• Exercise goal: Pictures do not belong in the copy; transcribe everything else in the records exactly.

• Dataset rows:

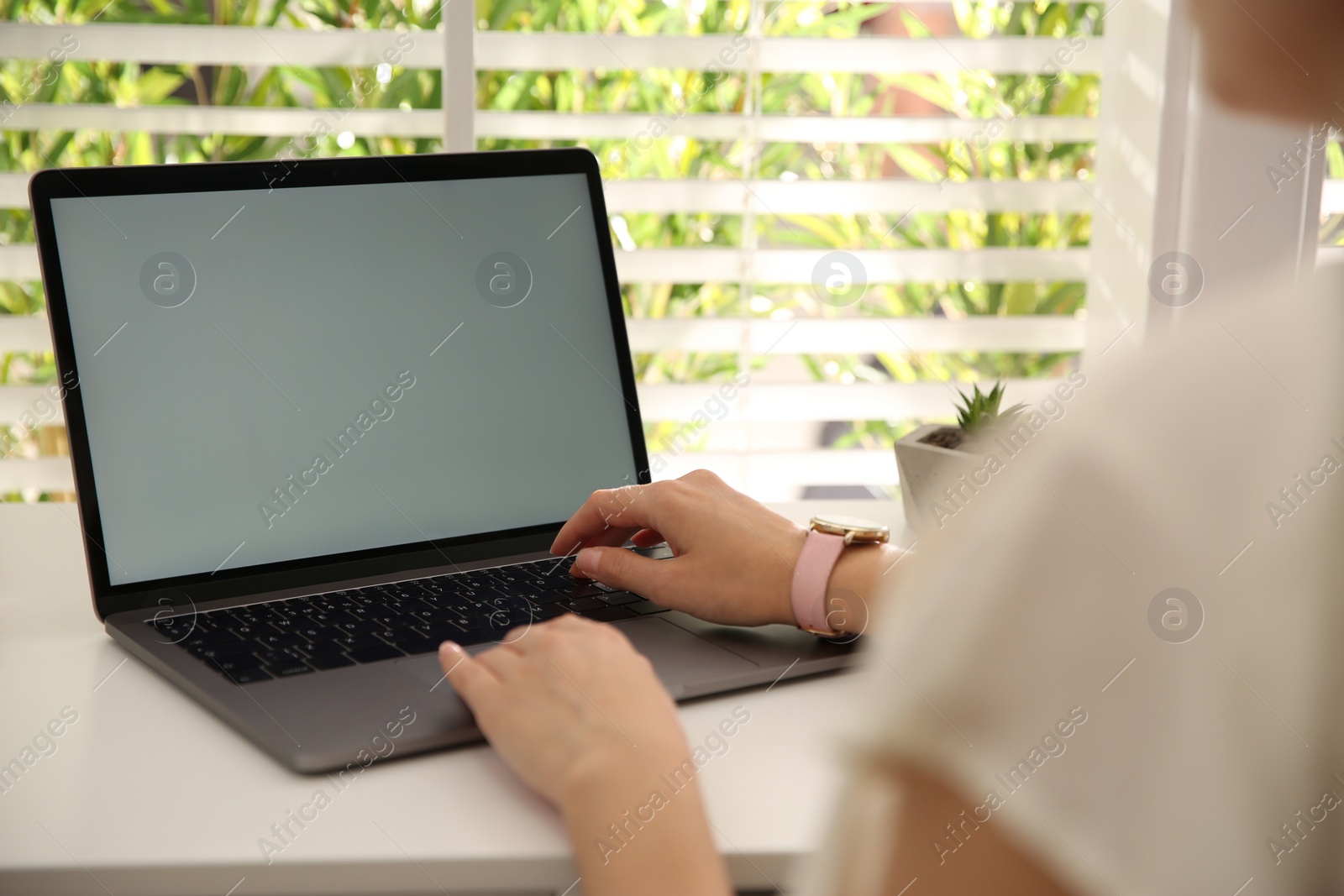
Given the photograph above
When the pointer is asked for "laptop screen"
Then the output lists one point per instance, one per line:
(270, 375)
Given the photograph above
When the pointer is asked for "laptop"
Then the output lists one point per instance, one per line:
(327, 414)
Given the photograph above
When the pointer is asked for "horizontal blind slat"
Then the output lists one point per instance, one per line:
(797, 197)
(1332, 197)
(895, 266)
(46, 473)
(757, 402)
(18, 402)
(19, 262)
(844, 196)
(24, 333)
(1023, 333)
(779, 265)
(902, 335)
(895, 129)
(537, 125)
(517, 50)
(221, 45)
(785, 468)
(816, 402)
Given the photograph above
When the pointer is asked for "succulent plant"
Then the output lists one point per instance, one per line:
(980, 410)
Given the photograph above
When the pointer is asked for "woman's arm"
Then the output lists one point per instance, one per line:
(584, 720)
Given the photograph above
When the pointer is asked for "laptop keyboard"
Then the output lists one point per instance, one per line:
(299, 636)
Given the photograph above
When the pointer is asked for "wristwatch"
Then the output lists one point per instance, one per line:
(827, 537)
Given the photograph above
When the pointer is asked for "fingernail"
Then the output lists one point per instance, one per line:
(588, 559)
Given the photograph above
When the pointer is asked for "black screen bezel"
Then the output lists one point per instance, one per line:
(289, 174)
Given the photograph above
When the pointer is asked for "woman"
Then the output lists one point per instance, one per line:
(1041, 716)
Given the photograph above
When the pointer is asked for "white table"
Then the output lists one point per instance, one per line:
(148, 793)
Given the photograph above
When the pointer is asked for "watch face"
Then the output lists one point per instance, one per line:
(855, 528)
(850, 523)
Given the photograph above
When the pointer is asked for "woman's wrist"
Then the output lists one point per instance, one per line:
(857, 582)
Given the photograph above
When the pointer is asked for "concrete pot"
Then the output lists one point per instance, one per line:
(925, 470)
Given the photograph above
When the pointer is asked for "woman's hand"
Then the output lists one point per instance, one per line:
(568, 703)
(582, 719)
(734, 558)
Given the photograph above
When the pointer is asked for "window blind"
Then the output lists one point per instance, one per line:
(768, 441)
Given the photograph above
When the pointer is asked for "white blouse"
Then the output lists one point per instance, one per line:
(1126, 647)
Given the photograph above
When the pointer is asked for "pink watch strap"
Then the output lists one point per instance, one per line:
(811, 577)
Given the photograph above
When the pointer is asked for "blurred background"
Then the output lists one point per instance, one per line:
(949, 147)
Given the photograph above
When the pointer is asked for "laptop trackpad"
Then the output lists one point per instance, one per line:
(679, 658)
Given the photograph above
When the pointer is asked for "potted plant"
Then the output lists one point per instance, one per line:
(942, 468)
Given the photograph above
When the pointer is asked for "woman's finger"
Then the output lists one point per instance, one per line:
(631, 508)
(470, 679)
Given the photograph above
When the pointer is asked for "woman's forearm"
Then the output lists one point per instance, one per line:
(858, 584)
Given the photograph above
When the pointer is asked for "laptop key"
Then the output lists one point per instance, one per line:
(279, 658)
(241, 663)
(291, 668)
(207, 638)
(329, 661)
(374, 654)
(249, 676)
(232, 649)
(618, 598)
(417, 645)
(609, 614)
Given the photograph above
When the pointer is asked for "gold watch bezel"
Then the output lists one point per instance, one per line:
(853, 530)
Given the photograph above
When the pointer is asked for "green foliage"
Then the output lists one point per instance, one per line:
(979, 411)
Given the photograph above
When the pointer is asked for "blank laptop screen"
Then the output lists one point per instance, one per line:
(275, 375)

• Output below:
Given the photograph above
When the pointer is asked for "laptop screen"
Then the output lists one point per instance, one per line:
(270, 375)
Given the photograph above
When the pointer is asked for "laptop"
Then the output lists one point per instance, one per line:
(327, 414)
Given the photograph above
When the pointer is asked for "horizontal blind slat"
Then the output lists one point per instance, one per line:
(797, 197)
(1332, 197)
(895, 266)
(46, 473)
(757, 402)
(18, 402)
(19, 262)
(844, 196)
(24, 333)
(1023, 333)
(779, 265)
(902, 335)
(895, 129)
(537, 125)
(517, 50)
(221, 45)
(785, 468)
(816, 402)
Given the photograph above
When the pointer is asked for "succulent plant"
Then the output lists one point per instance, one per line:
(980, 410)
Given the photograph above
When the pointer is asked for "woman's arm"
Then the output lists one point per instance, one per line:
(584, 720)
Given the photograph above
When the pointer is asked for "laptop keyboard"
Then the output lists one point per instance, one per line:
(299, 636)
Given the photograph above
When the pointer is asked for "wristwatch"
Then the output lists one point per instance, one per line:
(827, 537)
Given the photograph above
When the pointer is asked for "fingernail"
Then the output lists one point per instance, one per line:
(588, 559)
Given the photograph above
When the pointer is asked for "black screen bezel"
Then the output lists one point per instance, one per line:
(289, 174)
Given the photograph above
When the pointer is asked for "woman"
Then the output lists one point per instance, one per line:
(1041, 716)
Given the photograph above
When the pointer is asked for "white table"
Then the output lists one point per instance, one per line:
(148, 793)
Given the photograph above
When the pointer is asked for "watch face"
Then the output lists one point per instance, one per line:
(855, 528)
(850, 523)
Given the photograph above
When the pointer is asked for "woman's wrist"
Then the output lists one point per instance, one per line:
(857, 582)
Given the photograph above
When the pointer is asked for "concrete pot"
Then the output lists one point per instance, one per line:
(925, 470)
Given the photograph above
When the pointer is asked for "woman's hand"
Then the output lists one point per instance, one per line:
(568, 703)
(582, 719)
(734, 558)
Given the photograph above
When the pointer is asked for "window blind"
Then the output lists one point per instance, one per line:
(768, 441)
Given the photograph above
When the pointer is asked for "white blouse"
Then the output lists one point per instance, one per line:
(1126, 647)
Given the photograph above
When the pointer is asked for "pink watch strap"
Then the output lists one point per instance, one per line:
(811, 577)
Given the photograph above
When the pointer is asked for "blurred background"
Then the output lists one point per instance, one per line:
(949, 147)
Given the photograph above
When the pointer is asked for "laptop trackpad"
Then the output lists one point per instance, one per line:
(679, 658)
Given the photograph above
When the pointer is asked for "potted plant"
Then the output lists one point per instance, one per line:
(942, 468)
Given the photograph above
When the pointer is asked for "woman's finger"
Then the output lists one point per instance, one per line:
(631, 508)
(470, 679)
Given the photograph above
When the pointer is asked for "woman's forearm"
Then the output lists one point per instance, one per line:
(858, 584)
Given the photograph above
When the pointer is asked for "laptop key"
Then the output lists one point per instance, one per line:
(279, 658)
(241, 663)
(291, 668)
(207, 638)
(329, 661)
(374, 654)
(249, 676)
(232, 649)
(618, 598)
(417, 645)
(609, 614)
Given the photograph above
When the pointer is asked for "gold watch bezel"
Then the output lists one point per instance, one per line:
(853, 530)
Given the photograph above
When the pointer is asked for "green foliage"
Then the output lists one point per instance, one per line:
(979, 411)
Given the photograph above
When the pointer is asked for "blank laptop screen"
Then the output lists one point per instance, one per line:
(275, 375)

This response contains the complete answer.